[Pointing dataset lines]
"""

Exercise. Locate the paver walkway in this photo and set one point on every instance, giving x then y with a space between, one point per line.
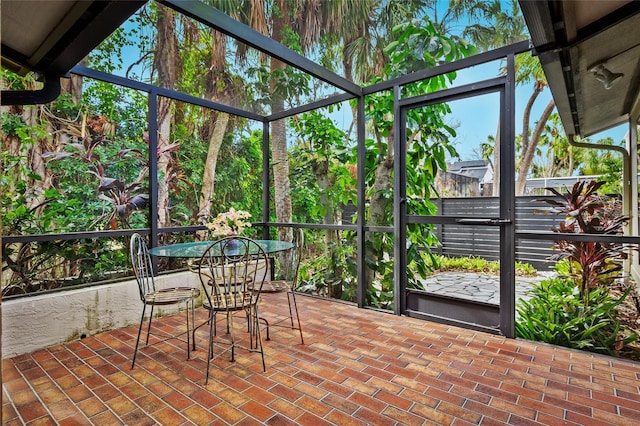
478 287
357 367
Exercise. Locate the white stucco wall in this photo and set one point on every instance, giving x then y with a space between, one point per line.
36 322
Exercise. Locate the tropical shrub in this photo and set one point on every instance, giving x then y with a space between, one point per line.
591 264
556 314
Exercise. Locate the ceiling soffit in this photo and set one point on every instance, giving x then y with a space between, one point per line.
570 38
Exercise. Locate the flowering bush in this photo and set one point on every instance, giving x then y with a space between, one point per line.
229 223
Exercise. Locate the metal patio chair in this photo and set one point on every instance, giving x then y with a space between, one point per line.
232 272
151 296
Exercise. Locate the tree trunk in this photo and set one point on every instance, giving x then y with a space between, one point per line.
280 157
495 190
532 145
165 64
216 136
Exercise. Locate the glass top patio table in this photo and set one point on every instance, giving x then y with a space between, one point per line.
196 249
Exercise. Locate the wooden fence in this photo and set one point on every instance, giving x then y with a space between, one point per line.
484 241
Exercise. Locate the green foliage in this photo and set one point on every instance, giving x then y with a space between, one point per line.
556 314
417 45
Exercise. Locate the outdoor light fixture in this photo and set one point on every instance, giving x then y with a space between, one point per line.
603 74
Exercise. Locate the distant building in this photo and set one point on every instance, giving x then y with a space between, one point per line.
466 179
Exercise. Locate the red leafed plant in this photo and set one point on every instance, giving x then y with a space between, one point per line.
591 263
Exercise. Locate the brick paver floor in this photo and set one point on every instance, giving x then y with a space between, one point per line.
356 367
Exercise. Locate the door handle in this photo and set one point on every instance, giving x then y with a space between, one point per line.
485 221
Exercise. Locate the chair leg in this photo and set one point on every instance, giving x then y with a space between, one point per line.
231 332
295 305
135 351
149 326
210 350
256 323
188 331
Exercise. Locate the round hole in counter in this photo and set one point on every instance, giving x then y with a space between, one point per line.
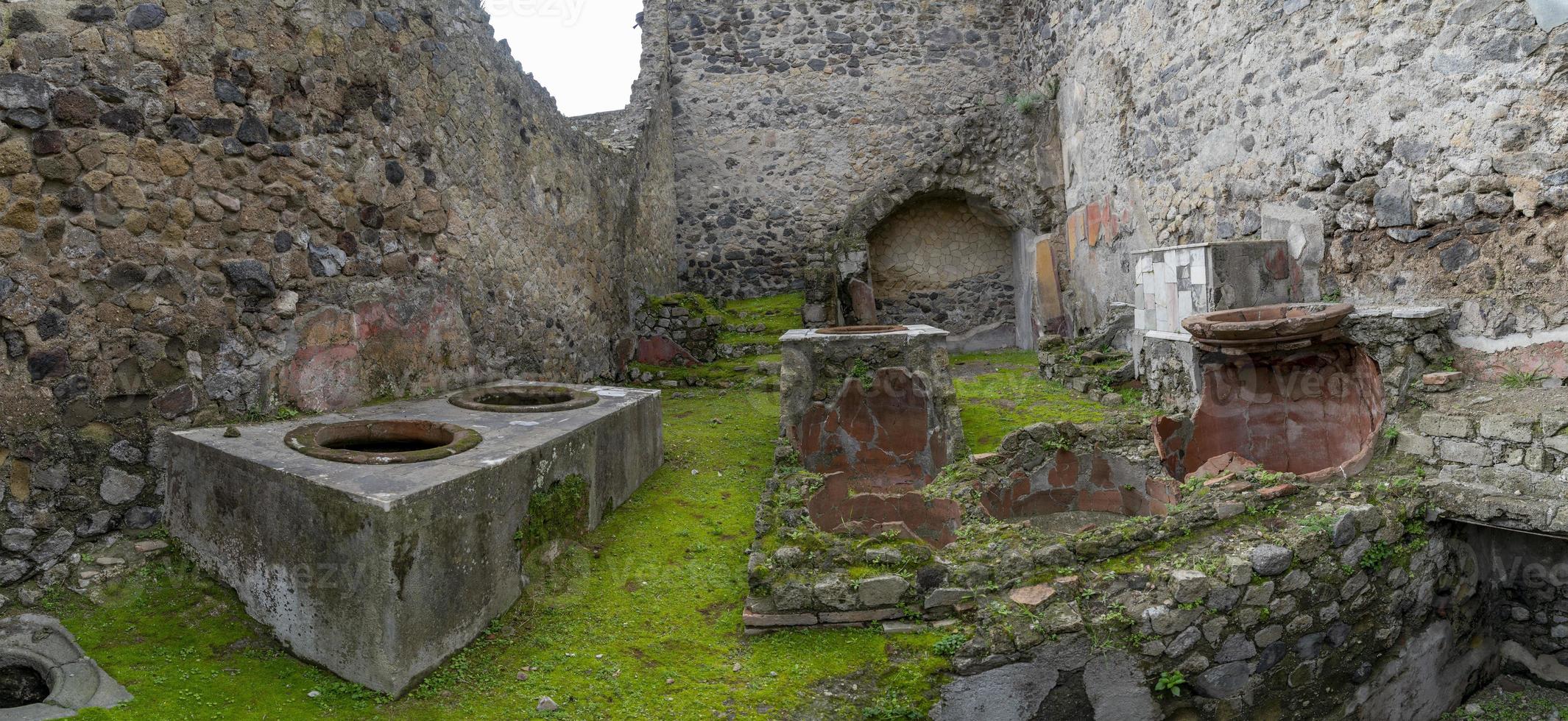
523 399
381 442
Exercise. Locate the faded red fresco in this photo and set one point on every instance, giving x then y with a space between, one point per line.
395 345
1078 483
1311 413
907 513
1545 359
885 439
659 350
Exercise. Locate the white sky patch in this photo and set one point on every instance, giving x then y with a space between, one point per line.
585 52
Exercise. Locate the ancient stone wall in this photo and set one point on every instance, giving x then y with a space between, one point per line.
939 262
800 121
215 210
1427 137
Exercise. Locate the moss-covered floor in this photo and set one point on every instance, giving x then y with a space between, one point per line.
643 622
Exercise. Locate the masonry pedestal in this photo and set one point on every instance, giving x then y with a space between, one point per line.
380 572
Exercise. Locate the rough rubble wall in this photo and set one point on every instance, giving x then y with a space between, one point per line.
1427 137
800 121
219 209
939 262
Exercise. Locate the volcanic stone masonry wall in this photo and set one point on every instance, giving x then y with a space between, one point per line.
1429 137
215 209
799 123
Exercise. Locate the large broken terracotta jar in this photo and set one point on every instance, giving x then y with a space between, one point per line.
1283 391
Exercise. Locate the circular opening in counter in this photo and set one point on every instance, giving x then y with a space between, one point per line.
381 442
860 330
523 399
21 683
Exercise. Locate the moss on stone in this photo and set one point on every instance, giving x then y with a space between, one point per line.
646 628
557 511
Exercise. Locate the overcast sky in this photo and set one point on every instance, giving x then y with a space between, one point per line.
584 52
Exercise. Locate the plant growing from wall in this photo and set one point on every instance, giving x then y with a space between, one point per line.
1170 682
1520 378
949 644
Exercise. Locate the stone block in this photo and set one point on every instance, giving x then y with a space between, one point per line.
1553 422
1416 444
946 597
1455 427
380 572
777 619
882 590
1189 585
1465 452
860 617
1507 428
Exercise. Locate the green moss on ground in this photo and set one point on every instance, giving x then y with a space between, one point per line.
1014 397
645 628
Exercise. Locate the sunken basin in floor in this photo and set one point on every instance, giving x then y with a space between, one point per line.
380 571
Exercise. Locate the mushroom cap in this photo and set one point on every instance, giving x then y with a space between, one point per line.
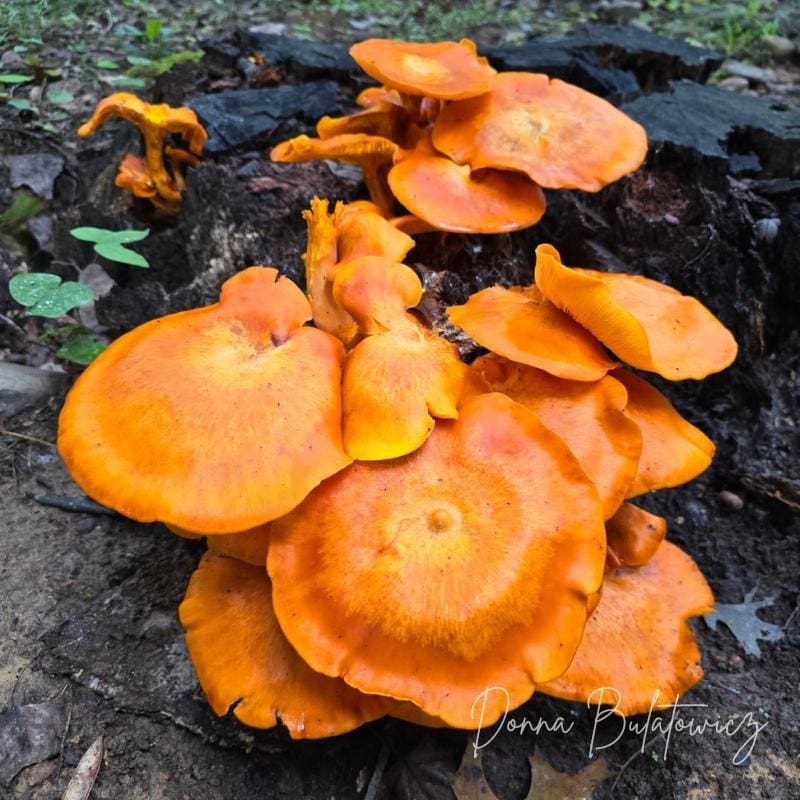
637 640
375 292
154 121
588 416
457 199
465 564
394 384
561 136
444 70
673 450
633 535
244 663
215 420
651 326
522 325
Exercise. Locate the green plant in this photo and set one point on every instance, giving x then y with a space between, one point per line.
111 244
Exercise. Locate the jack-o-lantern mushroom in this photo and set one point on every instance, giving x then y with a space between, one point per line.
244 663
588 416
557 134
647 324
455 198
408 579
156 123
443 70
215 420
400 376
637 643
523 326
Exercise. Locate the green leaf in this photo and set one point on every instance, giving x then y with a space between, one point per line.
30 287
59 96
81 347
92 234
63 299
128 237
11 77
116 252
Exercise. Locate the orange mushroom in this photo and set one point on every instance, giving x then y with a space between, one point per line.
649 325
558 134
589 417
522 325
673 450
633 535
156 123
244 663
458 199
442 70
409 579
215 420
637 643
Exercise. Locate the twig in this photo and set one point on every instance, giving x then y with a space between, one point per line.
27 438
377 773
75 505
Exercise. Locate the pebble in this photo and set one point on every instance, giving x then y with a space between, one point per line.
731 500
734 84
780 47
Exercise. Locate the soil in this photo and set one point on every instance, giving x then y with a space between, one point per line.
87 611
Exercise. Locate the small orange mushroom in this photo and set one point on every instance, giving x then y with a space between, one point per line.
522 325
558 134
638 653
458 199
649 325
588 416
633 535
215 420
442 70
673 450
408 579
156 123
244 663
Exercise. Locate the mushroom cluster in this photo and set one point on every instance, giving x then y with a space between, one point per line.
391 530
159 176
467 149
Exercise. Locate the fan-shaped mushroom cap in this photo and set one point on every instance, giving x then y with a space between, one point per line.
457 199
633 535
637 640
673 450
445 70
244 663
557 134
215 420
465 564
394 384
649 325
522 325
589 417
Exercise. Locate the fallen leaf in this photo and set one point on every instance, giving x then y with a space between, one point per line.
550 784
82 780
469 783
742 621
28 735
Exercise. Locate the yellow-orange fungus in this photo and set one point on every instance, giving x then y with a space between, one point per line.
408 578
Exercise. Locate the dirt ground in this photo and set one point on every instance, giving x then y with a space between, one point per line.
88 601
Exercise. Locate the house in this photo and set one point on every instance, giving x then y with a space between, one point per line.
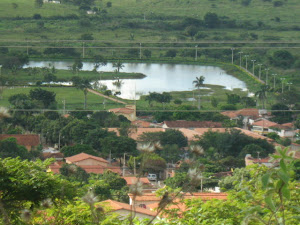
124 210
264 127
179 203
133 180
129 111
30 141
136 133
90 163
91 12
147 199
249 160
190 124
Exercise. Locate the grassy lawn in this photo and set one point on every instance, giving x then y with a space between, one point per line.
73 97
24 76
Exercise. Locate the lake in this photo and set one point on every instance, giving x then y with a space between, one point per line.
160 77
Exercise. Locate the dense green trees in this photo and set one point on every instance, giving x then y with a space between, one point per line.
10 148
24 185
219 145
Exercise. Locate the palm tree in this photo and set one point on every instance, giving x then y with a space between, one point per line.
199 83
262 94
118 65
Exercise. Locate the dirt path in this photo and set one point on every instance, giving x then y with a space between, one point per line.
107 97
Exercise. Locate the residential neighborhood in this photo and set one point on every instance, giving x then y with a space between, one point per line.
149 112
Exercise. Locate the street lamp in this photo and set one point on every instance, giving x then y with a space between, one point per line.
259 73
274 81
232 49
240 58
282 79
253 61
246 56
289 85
267 73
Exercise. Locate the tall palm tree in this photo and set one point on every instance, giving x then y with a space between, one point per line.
199 83
118 65
262 94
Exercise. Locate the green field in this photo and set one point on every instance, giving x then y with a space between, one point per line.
73 97
147 20
24 76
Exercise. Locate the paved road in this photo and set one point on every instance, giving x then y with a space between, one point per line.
107 97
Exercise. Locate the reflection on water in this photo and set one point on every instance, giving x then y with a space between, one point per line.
160 77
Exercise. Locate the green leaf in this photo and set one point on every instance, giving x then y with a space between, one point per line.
270 203
283 176
286 192
265 180
283 166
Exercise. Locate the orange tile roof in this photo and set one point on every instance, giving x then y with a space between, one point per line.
251 112
115 206
264 123
203 196
137 132
141 123
122 110
191 124
133 180
23 139
83 156
97 169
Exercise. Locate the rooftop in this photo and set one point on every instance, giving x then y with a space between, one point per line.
115 206
134 180
192 124
23 139
83 156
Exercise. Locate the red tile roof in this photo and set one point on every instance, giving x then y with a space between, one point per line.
115 206
133 180
83 156
264 123
122 110
135 133
141 123
192 124
251 112
202 195
23 139
97 169
47 155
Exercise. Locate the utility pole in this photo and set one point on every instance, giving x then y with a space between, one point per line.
64 102
240 58
274 81
259 73
59 141
289 85
124 165
134 166
140 50
246 56
83 52
253 61
27 49
282 79
267 73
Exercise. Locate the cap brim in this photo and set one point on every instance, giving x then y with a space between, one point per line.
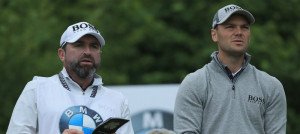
245 13
99 37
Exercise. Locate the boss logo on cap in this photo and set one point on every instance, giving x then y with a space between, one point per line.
232 8
84 26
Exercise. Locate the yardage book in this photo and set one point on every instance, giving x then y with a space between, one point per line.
111 125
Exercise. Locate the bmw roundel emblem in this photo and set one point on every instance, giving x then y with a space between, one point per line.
81 118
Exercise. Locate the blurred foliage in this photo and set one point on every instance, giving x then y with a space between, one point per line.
148 41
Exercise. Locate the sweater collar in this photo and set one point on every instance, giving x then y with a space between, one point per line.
214 56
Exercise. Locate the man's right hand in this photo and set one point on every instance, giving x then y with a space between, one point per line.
72 131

"""

:: THE EXERCISE ::
Update the lines from the one with "Exercise. Locate the rooftop" through the end, swapping "utility pole" for "power pole" and keeping everything else the same. Leave the pictures out of your answer.

:: OUTPUT FOR THIS EXERCISE ::
Exercise. Locate the rooftop in this photo and set one point on every instance, giving x then y with a space between, one point per line.
115 206
134 180
192 124
23 139
83 156
Exercise. Locate the red tile roof in this photo and set one point on every instance, giving x then y with a space between, one point per line.
115 206
133 180
83 156
264 123
122 110
135 133
141 123
192 124
251 112
202 195
23 139
97 169
47 155
Exercise. Locate the power pole in this photo and set one point on every instance, giving x then y with a space between, one point per line.
64 102
240 58
274 81
259 73
59 141
289 85
124 165
134 166
140 50
246 56
83 52
253 61
27 49
282 79
267 73
Exercise. Locate the cap brim in this photo and set one point on every instance, giving x then y with a space between, one point per line.
245 13
99 37
Exercise. Locate the boss logo on cap in this photo and set one point on every instance, giving x then y with a space between, one point per line.
232 8
84 26
Exercise. Locate the yardage book in this photo and set one point on every instance, giving x then y with a space between, one point per line.
111 125
Exercise. Locate the bmw roundel emblem in this photo and set one point on every instance, giving x then y with a space between, one point per line.
81 118
Exercise. Locate the blurred foliage in this photo and set one point on every instance, giving x then y with a space between, one point per line.
148 41
Exercise. Locate the sweater collar in this photo and set one point on every instance, giving x then y with a space between, one point per line.
214 56
Exercise. Locate the man's right hand in this photo and set one point on every instance, giving x then y with a space between, one point per line.
72 131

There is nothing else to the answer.